Tâche demandée 1:
Recopiez les lignes des entrées en commençant par la ligne qui contient "Put a dot on every instance of the cow's head, giving" et en allant jusqu'à la ligne qui contient "(1032, 632)", ces deux lignes comprises, en décalant de 114 chaque nombre des coordonnées données en réponse et en laissant tout le reste tel quel. Ne donnez que ces lignes.

Texte fourni:
* * *
Des nichons numériques restent des nichons !

Blade Runner 2049 c'est tout ce que je déteste, une suite à un film qui n'attend pas de suite, c'est jaune, mais bien bien bien bien jaune... et comme le dit le grand penseur moderne Karl Lagerfeld : "le jaune c'est moche", la musique est omniprésente et pas réellement discrète, c'est super long... Mais j'ai vraiment pris mon pied devant le film et je pense que c'est parce que c'est fait avec amour par quelqu'un qui ne se fait pas mettre de bâtons dans les roues, qui a sa vision complémentaire au film de Ridley Scott.


Le film ne tombe pas dans le piège de la redite, le premier parlait de l'humanité des répliquants, là le sujet a déjà été traité, donc pourquoi Villeneuve reproposerait-il la même chose ? Il aborde donc Blade Runner avec une approche beaucoup plus sensorielle, c'est vraiment un film à voir au cinéma, parce que visuellement c'est très beau, mais surtout pour le travail sur le son qui fait vraiment vibrer la salle. On est dans les sonorités très graves, lourdes et lancinantes, savamment dosées qui viennent habiter ces ruines que l'on voit à l'écran. Rien qu'à la musique on sent l'état de décrépitude du monde. Mais c'est surtout la manière avec laquelle la musique arrive, en même temps qu'une nouvelle séquence, semblant englober tout l'univers qui meurt peu à peu.


J'ai vraiment été conquis par cette approche alors que d'habitude je suis plutôt partisan du film sans musique ou avec éventuellement un morceau de Mozart (et si c'est intradiégétique c'est mieux), mais pas plus...


Bref, à ce niveau c'est une réussite totale.


Surtout que ça colle vraiment avec la mise en scène du film, qui elle aussi très lente, on a le temps de voir les espaces, de sentir la ville, beaucoup plus que dans le premier. Même dans les scènes d'action, on est très loin d'un film film surdécoupé, au contraire l'intensité d'un tir de pistolet se fait avec le son, on sent la puissance de l'arme et que ça ne rigole pas... la caméra n'a pas besoin de bouger dans tous les sens...


Et si le film peut se permettre ça c'est grâce à sa durée... C'est beaucoup trop long, mais grâce à cette durée le film peut prendre le temps de faire exister son univers à travers ces scènes lancinantes, nihilistes où au dehors tout n'est plus que pub ou désolation... Et franchement limite j'aurai pu voir un film tout entier de voyage en voiture, sans intrigue ni rien...
* * *
Données de travail:
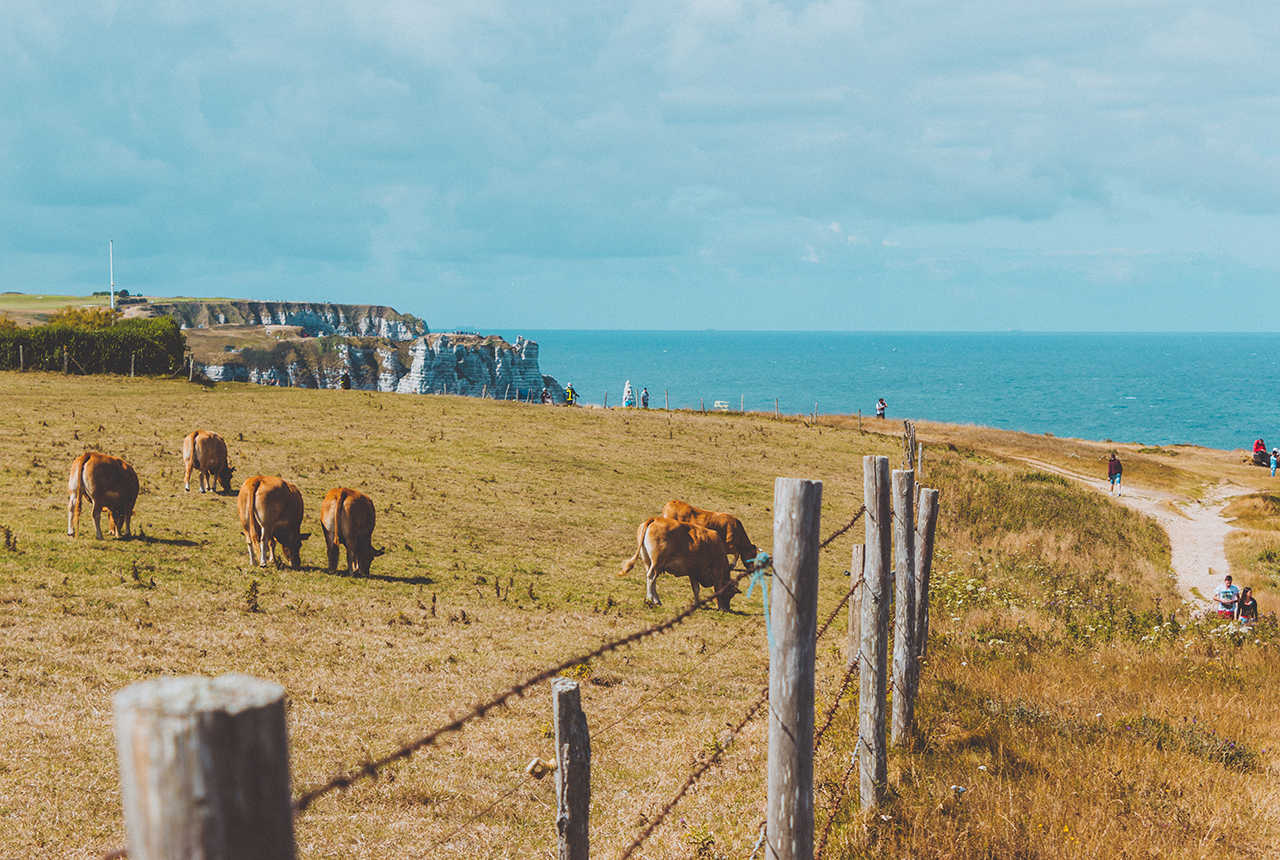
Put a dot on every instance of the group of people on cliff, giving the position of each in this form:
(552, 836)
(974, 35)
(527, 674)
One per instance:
(1234, 603)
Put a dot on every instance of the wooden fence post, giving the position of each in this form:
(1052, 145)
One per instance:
(204, 769)
(794, 618)
(873, 654)
(904, 604)
(855, 603)
(572, 771)
(923, 566)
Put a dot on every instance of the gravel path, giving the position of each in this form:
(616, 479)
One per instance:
(1197, 530)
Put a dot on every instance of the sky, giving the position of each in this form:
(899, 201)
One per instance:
(700, 164)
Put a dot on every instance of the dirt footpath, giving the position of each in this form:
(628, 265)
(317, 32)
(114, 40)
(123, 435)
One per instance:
(1197, 531)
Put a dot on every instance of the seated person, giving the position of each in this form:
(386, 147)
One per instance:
(1247, 607)
(1226, 598)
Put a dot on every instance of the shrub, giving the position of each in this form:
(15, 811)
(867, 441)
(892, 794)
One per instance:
(156, 344)
(85, 318)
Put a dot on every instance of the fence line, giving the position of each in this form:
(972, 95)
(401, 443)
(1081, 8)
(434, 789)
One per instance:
(703, 767)
(374, 767)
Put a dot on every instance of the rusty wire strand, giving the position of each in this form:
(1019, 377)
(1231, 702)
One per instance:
(703, 767)
(374, 767)
(835, 705)
(842, 529)
(371, 768)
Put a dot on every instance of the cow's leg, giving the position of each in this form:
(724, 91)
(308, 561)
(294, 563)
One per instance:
(265, 545)
(650, 579)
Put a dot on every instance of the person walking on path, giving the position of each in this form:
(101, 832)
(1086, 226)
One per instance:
(1247, 609)
(1115, 471)
(1226, 598)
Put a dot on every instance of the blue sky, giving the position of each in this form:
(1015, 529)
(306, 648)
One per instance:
(731, 164)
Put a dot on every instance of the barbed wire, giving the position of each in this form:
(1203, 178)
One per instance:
(835, 705)
(842, 529)
(371, 768)
(703, 767)
(835, 806)
(374, 767)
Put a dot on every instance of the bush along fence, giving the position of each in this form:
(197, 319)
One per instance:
(150, 346)
(205, 767)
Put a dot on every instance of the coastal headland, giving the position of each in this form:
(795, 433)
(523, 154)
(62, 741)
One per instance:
(1072, 703)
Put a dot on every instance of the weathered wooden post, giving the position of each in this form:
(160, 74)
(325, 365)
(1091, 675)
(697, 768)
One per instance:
(923, 566)
(873, 654)
(572, 771)
(904, 604)
(855, 603)
(794, 618)
(204, 769)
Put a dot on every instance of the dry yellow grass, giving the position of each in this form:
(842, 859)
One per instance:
(520, 517)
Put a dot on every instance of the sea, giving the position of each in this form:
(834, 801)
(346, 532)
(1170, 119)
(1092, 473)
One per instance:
(1208, 389)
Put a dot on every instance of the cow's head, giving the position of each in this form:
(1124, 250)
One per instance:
(725, 586)
(292, 547)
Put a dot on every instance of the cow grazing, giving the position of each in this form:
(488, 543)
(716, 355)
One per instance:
(347, 518)
(270, 511)
(681, 549)
(108, 483)
(726, 525)
(206, 453)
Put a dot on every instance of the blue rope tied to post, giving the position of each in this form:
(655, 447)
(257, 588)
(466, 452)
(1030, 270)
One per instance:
(760, 567)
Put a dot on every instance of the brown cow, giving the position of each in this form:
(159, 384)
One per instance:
(681, 549)
(726, 525)
(109, 483)
(270, 511)
(206, 452)
(347, 518)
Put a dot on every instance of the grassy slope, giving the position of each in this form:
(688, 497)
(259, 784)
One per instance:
(1032, 632)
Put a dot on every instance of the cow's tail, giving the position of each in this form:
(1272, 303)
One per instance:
(631, 562)
(77, 489)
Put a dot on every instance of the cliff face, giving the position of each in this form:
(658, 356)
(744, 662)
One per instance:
(437, 364)
(316, 319)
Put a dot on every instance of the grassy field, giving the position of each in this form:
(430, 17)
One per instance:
(1074, 713)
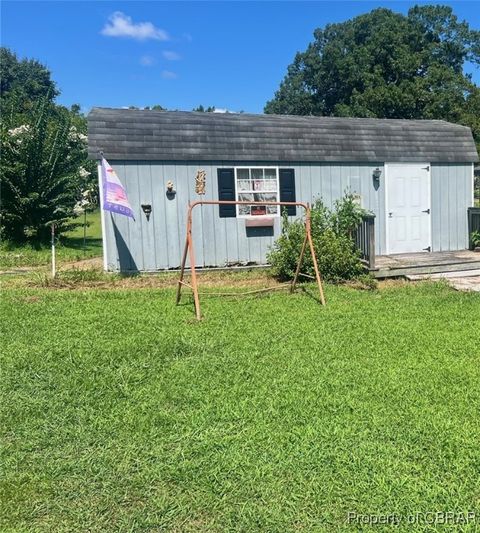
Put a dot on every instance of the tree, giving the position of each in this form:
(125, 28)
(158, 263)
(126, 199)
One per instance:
(44, 166)
(386, 65)
(27, 78)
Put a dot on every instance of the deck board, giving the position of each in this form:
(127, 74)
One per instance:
(396, 265)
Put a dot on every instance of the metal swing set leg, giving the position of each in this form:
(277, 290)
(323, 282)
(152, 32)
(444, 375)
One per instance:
(189, 251)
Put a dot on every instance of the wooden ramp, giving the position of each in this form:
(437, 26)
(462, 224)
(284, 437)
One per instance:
(403, 265)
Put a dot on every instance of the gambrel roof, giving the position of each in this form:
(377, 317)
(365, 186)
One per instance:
(131, 134)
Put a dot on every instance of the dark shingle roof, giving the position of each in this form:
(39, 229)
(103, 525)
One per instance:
(130, 134)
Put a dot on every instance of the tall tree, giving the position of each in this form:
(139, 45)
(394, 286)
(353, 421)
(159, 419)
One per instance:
(387, 65)
(44, 165)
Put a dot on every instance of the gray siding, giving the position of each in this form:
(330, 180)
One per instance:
(452, 186)
(158, 243)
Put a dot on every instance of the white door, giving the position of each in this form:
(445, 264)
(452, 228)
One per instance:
(408, 207)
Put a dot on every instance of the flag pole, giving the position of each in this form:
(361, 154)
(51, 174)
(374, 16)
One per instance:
(102, 212)
(54, 266)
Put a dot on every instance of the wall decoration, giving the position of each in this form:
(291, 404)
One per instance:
(200, 181)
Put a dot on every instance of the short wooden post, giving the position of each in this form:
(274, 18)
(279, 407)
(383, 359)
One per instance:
(473, 223)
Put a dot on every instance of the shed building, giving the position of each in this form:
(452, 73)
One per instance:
(416, 176)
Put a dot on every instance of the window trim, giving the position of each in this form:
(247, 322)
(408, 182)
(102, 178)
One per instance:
(276, 191)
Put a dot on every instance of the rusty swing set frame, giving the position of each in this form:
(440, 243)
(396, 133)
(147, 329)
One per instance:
(189, 251)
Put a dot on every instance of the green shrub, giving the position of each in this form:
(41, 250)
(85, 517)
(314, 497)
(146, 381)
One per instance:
(332, 234)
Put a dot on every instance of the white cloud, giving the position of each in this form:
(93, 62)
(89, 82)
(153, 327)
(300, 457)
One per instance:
(121, 25)
(168, 75)
(169, 55)
(147, 61)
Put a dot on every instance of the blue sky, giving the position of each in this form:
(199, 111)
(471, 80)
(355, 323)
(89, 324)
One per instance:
(177, 54)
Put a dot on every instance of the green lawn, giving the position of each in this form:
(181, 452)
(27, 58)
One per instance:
(121, 413)
(69, 247)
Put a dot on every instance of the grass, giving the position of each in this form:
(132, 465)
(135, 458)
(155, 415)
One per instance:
(121, 413)
(69, 247)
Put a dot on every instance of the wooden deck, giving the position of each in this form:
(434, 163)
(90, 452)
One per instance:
(398, 265)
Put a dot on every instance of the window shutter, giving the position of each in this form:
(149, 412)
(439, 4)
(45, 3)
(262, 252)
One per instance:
(226, 191)
(287, 189)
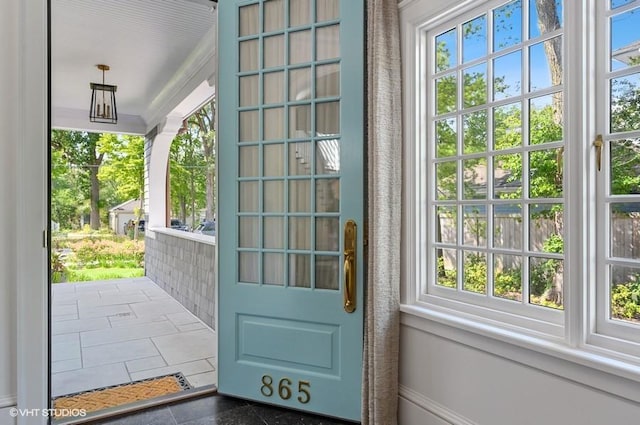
* * *
Tâche demandée 2:
Répondez aux questions suivantes d'après la critique de Blade Runner 2049.
(a) Quel penseur l'auteur cite-t-il, et que dit ce penseur ?
(b) Quelle musique l'auteur accepte-t-il d'habitude dans un film ?
(c) De quel film l'auteur dit-il qu'il aurait presque pu voir une version tout entière ?

Sortie complète 1:
Put a dot on every instance of the cow's head, giving the position of each in this form:
(1124, 250)
One per instance:
(839, 700)
(406, 661)
Put a dot on every instance of the cow grazing, giving the position of each in this form:
(488, 543)
(716, 355)
One per instance:
(461, 632)
(384, 625)
(795, 663)
(222, 597)
(840, 639)
(320, 567)
Put a dot on every instance of the blue rope tied to post, giving the position of each in this form:
(655, 447)
(257, 588)
(466, 452)
(1030, 270)
One per instance:
(874, 681)
Put a dot on every instance of the brown cow, giving the position of each in this form:
(159, 384)
One per instance:
(795, 663)
(840, 639)
(223, 597)
(384, 625)
(320, 566)
(461, 632)
Put a dot on every instance of the grassy slope, giving the position of each in this form:
(688, 497)
(259, 784)
One per instance:
(1146, 746)

Sortie complète 2:
(a) Karl Lagerfeld, qui dit : "le jaune c'est moche".
(b) Un morceau de Mozart, de préférence intradiégétique.
(c) Un film de voyage en voiture, sans intrigue.